* WHAT THIS TASK INVOLVES
Revise the stretch from the line containing "Mark the mud" through the line containing "x=125 y=252", replacing every instance of "salamander" with "newt" and keeping all other text identical.

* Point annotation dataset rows
• • • • •
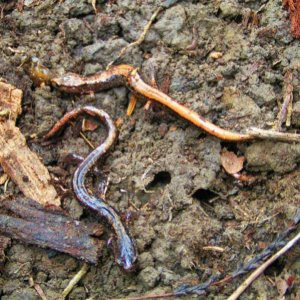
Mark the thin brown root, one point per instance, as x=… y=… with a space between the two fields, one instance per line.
x=147 y=297
x=74 y=281
x=139 y=40
x=263 y=267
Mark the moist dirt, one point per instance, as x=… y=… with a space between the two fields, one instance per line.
x=224 y=59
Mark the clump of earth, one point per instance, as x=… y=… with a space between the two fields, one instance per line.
x=163 y=169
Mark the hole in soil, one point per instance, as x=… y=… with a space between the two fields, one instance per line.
x=276 y=268
x=204 y=195
x=160 y=179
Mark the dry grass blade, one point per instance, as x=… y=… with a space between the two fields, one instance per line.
x=263 y=267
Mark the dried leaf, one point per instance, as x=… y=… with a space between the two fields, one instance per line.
x=231 y=163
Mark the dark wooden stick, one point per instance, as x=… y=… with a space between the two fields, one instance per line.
x=32 y=224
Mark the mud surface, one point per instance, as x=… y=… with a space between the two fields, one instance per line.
x=163 y=170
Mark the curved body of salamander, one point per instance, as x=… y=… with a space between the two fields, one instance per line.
x=127 y=75
x=125 y=253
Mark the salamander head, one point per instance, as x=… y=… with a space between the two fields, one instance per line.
x=125 y=252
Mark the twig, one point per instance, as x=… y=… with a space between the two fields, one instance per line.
x=139 y=40
x=202 y=288
x=37 y=288
x=74 y=281
x=261 y=269
x=258 y=133
x=285 y=111
x=167 y=295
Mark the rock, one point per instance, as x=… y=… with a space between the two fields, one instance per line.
x=76 y=32
x=148 y=277
x=145 y=260
x=236 y=100
x=262 y=94
x=230 y=9
x=270 y=156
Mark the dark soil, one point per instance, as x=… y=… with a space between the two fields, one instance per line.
x=163 y=169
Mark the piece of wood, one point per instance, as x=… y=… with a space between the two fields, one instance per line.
x=29 y=222
x=4 y=243
x=10 y=99
x=17 y=160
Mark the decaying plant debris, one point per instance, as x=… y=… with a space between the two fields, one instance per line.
x=16 y=158
x=163 y=171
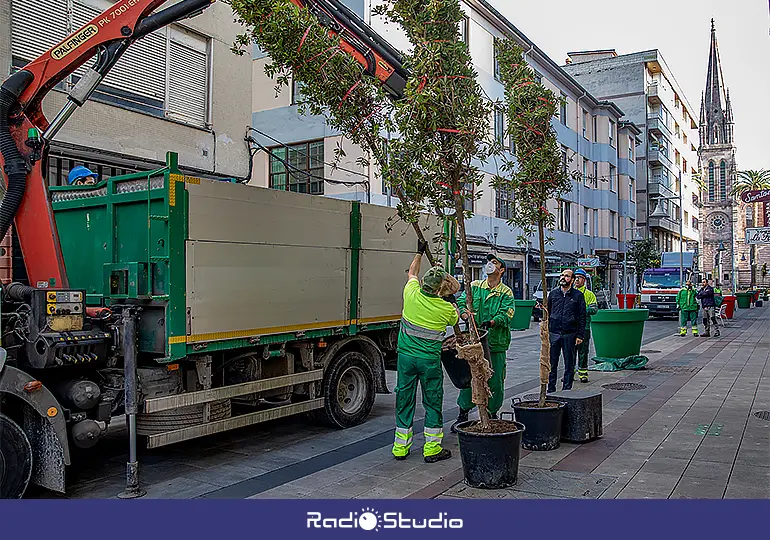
• • • • •
* RESULT FOR THIS EXERCISE
Mark the mud surface, one point per instance, as x=… y=… with a space between the two fields, one instance per line.
x=163 y=170
Mark the curved body of newt, one point per instance, as x=… y=… with a space between the two fields, one instance per line.
x=127 y=75
x=125 y=253
Mark the newt head, one point per instance, as x=… y=… with a space between the two fields, one instance per line.
x=125 y=252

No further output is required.